TEXTO PARA LEITURA:
■ ■ ■ ■
Para Philip Zimbardo, violência em prisão no Iraque aconteceu por "fatores sistêmicos e influência"

"Abu Ghraib foi só o começo", diz psicólogo

SÉRGIO DÁVILA
DA CALIFÓRNIA

Quando cenas de prisioneiros iraquianos encapuzados e obrigados por soldados norte-americanos a posar de braços abertos sobre caixotes de madeira e a realizar outros atos humilhantes foram divulgadas pelos meios de comunicação em meados de 2004, Philip Zimbardo teve uma sensação estranha.
"Eu já vi isso em algum lugar", pensou. O déjà vu tinha razão de ser. O renomado psicólogo norte-americano de 72 anos, um dos autores da "Teoria da Janela Quebrada", tinha visto algo semelhante, sim, há 33 anos, quando conduziu um estudo que ficaria mundialmente conhecido como a "Experiência da Prisão".
Então na Universidade Stanford, Zimbardo colocou um grupo de estudantes voluntários num ambiente fechado, dividiu-os em "guardas" e "prisioneiros" e, em menos de três dias, teve de interromper a experiência que duraria duas semanas por conta de maus-tratos cometidos pelos primeiros contra os segundos (leia texto nesta página).
Com o caso dos maus-tratos na prisão iraquiana de Abu Ghraib e os que se sucederam a esses, a experiência de Zimbardo voltou ao centro dos debates. E o psicólogo teve de criar às pressas uma palestra, intitulada "The Psychology of "Evil" and the Politics of Fear" (a psicologia do "mal" e as políticas do medo), que vem dando por todo o país desde então.
Nela, Zimbardo discorda da desculpa, oferecida pelo Pentágono, das "poucas maçãs podres", ou seja, da exceção de mau comportamento num grupo de mais de 100 mil soldados norte-americanos atualmente em ação no Iraque, que afinal estariam agindo conforme as regras.
"Não são algumas maçãs, é toda a cesta que apodreceu", disse. Segundo ele, as pessoas cometeriam violência por três fatores: predisposição, causada por patologias ou defeitos de caráter; situação, quando os indivíduos são influenciados pelos que estão ao redor; e fatores sistêmicos, que são o contexto político ou estratégico em que o crime é cometido.
"Foi por estes dois últimos motivos que Abu Ghraib aconteceu", disse ele em entrevista à Folha por meio de várias trocas de e-mails entre suas palestras e aulas. "E pode acontecer de novo." De qualquer maneira, silenciosamente, o Pentágono vem mostrando o documentário sobre a experiência de Zimbardo de 1971 para futuros guardas de prisões iraquianas. Leia a seguir os principais tópicos da entrevista:

 

POLÍTICAS DO MEDO - "O governo de George W. Bush manipula a ansiedade nacional causada pelo 11 de Setembro a serviço de suas próprias ambições políticas. Essa administração só foi reeleita porque criou o que chamamos no jargão de "Síndrome do Estresse Pós-Traumático". É similar à metáfora do "papai sabe-tudo". O mundo é um lugar perigoso, e os cidadãos precisam da proteção de um pai forte, poderoso e moral para defendê-los. E como vamos fazer os norte-americanos acreditarem que o mundo é um lugar muito perigoso? Que tal se instilarmos medo neles propositalmente, criando um sistema de cores que os deixe cada vez mais ansiosos e os faça querer uma segurança cada vez maior e, conseqüentemente, necessitar cada vez mais de nós? Por isso as instruções e recomendações da Casa Branca são simplistas e confusas. Não precisamos de um ataque terrorista, porque nós mesmos estamos fazendo todo o trabalho para eles."
■ ■ ■ ■
ENTRADAS REGISTRADAS:
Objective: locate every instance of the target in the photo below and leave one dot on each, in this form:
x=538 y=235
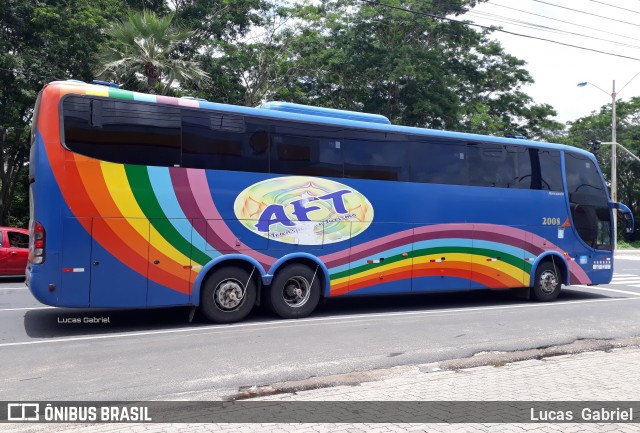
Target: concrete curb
x=496 y=359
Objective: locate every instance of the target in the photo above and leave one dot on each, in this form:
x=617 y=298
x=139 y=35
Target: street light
x=614 y=194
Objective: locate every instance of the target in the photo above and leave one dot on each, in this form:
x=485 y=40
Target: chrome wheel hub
x=296 y=291
x=229 y=294
x=548 y=282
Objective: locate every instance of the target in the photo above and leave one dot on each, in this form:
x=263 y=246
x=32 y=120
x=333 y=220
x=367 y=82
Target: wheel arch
x=240 y=260
x=306 y=259
x=552 y=257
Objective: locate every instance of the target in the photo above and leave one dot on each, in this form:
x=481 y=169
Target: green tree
x=147 y=45
x=597 y=126
x=40 y=42
x=415 y=69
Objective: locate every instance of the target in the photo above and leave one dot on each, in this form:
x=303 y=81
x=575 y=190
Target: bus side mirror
x=627 y=216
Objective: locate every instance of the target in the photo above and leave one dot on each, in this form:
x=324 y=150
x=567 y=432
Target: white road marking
x=304 y=322
x=26 y=308
x=607 y=290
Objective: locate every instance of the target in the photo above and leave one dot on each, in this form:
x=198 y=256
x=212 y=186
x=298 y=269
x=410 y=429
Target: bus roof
x=304 y=113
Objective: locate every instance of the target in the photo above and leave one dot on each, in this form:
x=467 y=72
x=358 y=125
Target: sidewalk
x=610 y=371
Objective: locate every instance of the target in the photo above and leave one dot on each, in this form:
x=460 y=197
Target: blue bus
x=149 y=201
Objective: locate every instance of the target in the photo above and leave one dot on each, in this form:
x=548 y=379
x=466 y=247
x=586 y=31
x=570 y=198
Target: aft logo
x=303 y=210
x=23 y=412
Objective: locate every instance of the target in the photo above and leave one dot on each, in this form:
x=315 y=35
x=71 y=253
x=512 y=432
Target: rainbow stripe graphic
x=493 y=256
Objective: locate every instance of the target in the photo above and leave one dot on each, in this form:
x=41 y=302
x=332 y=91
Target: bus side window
x=438 y=161
x=219 y=141
x=312 y=150
x=550 y=170
x=126 y=132
x=379 y=156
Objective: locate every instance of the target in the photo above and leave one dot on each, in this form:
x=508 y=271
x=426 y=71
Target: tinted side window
x=550 y=170
x=371 y=155
x=588 y=201
x=220 y=141
x=122 y=131
x=311 y=150
x=491 y=165
x=438 y=161
x=583 y=177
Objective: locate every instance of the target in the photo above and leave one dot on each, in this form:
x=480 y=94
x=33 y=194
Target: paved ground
x=611 y=372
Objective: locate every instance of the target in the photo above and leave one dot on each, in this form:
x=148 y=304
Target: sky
x=557 y=69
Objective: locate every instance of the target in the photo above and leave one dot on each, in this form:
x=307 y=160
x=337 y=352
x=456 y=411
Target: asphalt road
x=157 y=354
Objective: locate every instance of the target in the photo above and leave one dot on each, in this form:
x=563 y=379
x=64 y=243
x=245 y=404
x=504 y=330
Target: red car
x=14 y=250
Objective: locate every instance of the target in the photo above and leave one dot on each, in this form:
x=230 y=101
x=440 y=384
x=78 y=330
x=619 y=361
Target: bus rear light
x=37 y=247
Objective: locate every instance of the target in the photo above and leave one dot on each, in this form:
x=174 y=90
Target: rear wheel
x=547 y=283
x=228 y=295
x=295 y=291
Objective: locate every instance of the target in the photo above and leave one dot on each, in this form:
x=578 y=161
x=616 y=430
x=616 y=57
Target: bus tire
x=294 y=292
x=222 y=300
x=547 y=284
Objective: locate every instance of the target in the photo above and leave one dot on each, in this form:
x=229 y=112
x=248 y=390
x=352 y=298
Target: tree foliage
x=40 y=42
x=597 y=126
x=418 y=69
x=148 y=46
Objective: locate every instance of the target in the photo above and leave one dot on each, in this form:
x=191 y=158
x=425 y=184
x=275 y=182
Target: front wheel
x=295 y=291
x=547 y=283
x=228 y=295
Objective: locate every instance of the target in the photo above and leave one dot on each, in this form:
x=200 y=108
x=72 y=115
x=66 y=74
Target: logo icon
x=23 y=412
x=303 y=210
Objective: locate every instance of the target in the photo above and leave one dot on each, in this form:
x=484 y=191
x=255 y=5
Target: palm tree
x=147 y=45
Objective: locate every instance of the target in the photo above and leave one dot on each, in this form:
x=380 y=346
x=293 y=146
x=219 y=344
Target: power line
x=586 y=13
x=562 y=21
x=466 y=23
x=614 y=6
x=541 y=27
■ ■ ■ ■
LISTA DE EXERCÍCIOS:
1. Responda com base na reportagem sobre Zimbardo:
(a) Que idade tem Philip Zimbardo?
(b) Quanto tempo deveria durar a experiência feita na Universidade Stanford?
(c) Quantos soldados norte-americanos estão em ação no Iraque?
2. Reproduza fielmente o trecho da reportagem sobre Zimbardo que começa nas palavras "SÉRGIO DÁVILA" e termina depois de "uma sensação estranha.".

RESPOSTAS CORRETAS:
1.
(a) 72 anos.
(b) Duas semanas.
(c) Mais de 100 mil.

2.
SÉRGIO DÁVILA
DA CALIFÓRNIA

Quando cenas de prisioneiros iraquianos encapuzados e obrigados por soldados norte-americanos a posar de braços abertos sobre caixotes de madeira e a realizar outros atos humilhantes foram divulgadas pelos meios de comunicação em meados de 2004, Philip Zimbardo teve uma sensação estranha.